*Source data*
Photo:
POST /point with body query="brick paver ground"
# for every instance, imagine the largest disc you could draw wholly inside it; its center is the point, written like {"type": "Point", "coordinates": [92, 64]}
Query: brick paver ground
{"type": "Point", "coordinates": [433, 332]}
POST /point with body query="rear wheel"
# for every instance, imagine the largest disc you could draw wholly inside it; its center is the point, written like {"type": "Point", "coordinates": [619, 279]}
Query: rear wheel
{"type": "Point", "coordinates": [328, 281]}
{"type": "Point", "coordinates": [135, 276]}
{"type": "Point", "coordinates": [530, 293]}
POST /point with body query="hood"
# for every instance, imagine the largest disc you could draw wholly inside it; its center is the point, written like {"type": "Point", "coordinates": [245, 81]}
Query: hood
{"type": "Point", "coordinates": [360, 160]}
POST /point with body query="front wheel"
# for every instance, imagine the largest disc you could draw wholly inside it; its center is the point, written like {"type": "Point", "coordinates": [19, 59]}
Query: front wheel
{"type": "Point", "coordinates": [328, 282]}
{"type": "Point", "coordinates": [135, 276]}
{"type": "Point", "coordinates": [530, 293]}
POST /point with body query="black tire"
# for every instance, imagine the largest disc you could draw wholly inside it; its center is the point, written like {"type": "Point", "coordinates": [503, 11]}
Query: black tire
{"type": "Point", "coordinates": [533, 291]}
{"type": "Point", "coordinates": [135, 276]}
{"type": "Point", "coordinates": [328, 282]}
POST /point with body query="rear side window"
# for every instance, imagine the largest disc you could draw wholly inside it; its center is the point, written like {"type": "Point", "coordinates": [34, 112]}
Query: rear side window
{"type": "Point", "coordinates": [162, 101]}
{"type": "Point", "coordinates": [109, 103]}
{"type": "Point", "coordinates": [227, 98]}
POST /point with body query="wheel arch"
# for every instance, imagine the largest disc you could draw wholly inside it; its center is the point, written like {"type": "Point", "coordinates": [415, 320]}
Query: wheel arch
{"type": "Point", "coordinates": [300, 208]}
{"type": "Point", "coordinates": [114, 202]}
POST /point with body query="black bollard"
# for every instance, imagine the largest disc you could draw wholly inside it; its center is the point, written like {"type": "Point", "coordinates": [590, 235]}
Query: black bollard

*The task*
Check each line of the material for "body". Copy the ones that have it.

*Response to this exercise*
POST /point with body query="brick paver ground"
POST /point with body query="rear wheel"
POST /point with body query="hood"
POST /point with body query="front wheel"
POST /point with body query="black tire"
POST /point with body query="rear side window"
POST /point with body query="wheel arch"
POST /point with body query="black bollard"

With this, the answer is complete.